*The records:*
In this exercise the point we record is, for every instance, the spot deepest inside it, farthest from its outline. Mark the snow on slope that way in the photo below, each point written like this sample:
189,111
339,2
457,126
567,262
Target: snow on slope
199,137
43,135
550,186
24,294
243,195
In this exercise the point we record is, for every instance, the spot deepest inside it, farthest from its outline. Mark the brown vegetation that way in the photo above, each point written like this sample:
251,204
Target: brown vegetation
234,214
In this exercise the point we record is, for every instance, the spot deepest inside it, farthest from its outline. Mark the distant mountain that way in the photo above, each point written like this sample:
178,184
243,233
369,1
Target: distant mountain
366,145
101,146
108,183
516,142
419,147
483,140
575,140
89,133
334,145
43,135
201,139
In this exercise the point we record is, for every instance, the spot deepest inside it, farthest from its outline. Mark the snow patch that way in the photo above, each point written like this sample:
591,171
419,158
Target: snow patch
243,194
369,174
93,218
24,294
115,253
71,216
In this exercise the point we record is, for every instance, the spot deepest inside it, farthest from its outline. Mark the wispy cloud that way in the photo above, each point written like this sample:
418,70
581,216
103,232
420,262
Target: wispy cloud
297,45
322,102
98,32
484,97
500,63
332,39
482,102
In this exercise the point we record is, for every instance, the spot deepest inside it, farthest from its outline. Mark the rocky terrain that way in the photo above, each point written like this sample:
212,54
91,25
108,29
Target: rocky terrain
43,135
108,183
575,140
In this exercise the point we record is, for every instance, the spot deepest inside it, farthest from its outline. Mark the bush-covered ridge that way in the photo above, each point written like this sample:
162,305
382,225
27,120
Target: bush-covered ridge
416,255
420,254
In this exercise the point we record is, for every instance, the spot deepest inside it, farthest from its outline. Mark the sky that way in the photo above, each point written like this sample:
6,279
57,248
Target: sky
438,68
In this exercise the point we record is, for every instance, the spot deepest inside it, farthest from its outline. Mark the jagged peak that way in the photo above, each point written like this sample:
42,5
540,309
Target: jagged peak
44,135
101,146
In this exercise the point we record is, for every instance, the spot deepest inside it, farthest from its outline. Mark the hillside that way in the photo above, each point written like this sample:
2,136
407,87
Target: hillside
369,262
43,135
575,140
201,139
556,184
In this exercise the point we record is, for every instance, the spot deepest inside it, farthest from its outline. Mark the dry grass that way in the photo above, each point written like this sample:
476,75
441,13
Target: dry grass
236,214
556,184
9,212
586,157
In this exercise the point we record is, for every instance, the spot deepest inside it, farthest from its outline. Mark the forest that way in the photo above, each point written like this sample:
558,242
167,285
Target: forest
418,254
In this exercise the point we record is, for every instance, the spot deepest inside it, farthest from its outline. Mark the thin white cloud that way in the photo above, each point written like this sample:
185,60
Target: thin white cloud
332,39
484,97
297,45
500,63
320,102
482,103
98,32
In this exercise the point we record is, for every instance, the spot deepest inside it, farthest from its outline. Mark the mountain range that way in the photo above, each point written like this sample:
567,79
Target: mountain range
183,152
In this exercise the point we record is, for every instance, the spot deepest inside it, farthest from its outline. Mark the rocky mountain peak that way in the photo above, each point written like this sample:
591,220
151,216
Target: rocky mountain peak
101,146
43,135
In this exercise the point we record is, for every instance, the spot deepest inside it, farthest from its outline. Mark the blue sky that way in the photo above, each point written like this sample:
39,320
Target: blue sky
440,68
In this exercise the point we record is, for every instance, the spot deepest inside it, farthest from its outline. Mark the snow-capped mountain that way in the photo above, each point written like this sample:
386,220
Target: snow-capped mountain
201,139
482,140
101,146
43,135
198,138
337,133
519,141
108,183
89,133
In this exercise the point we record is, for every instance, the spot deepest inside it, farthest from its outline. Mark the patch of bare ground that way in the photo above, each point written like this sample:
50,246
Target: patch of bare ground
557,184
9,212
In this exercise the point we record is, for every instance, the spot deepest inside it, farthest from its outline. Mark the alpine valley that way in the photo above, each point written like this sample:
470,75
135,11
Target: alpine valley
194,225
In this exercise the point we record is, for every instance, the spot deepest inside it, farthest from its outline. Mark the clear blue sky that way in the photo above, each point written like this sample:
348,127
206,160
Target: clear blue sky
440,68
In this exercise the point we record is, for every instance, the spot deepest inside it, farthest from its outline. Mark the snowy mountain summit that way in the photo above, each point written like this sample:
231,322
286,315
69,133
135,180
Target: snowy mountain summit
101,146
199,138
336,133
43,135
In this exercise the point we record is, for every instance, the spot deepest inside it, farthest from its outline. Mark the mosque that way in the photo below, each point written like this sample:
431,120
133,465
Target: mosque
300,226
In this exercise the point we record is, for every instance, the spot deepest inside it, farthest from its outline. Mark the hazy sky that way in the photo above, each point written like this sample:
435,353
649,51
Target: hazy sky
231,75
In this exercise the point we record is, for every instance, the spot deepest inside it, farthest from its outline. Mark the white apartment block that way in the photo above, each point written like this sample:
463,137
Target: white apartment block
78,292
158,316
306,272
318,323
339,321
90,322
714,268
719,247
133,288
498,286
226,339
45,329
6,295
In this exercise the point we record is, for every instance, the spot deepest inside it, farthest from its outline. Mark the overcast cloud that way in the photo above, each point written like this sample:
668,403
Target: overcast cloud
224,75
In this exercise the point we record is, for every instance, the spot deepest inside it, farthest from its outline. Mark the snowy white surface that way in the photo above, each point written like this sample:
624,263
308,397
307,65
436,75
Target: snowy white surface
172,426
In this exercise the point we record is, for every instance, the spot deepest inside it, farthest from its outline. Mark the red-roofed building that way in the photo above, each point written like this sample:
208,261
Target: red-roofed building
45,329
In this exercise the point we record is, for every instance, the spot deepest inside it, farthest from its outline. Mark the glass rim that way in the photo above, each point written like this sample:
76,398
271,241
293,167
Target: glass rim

*Task brief:* Your reply should hold every line from the data that contains "below", copied in full.

*Result of the exercise:*
In this exercise the point we record is, for every instance, the spot deepest inside it, farthest from its outline. Mark the snow on slope that way in the photo below, each point written like this sample:
In this exercise the point we record is, for every instance, the spot deepest inside it, farthest from its outline. Mark the mosque that way in the photo below, each point written like this sample:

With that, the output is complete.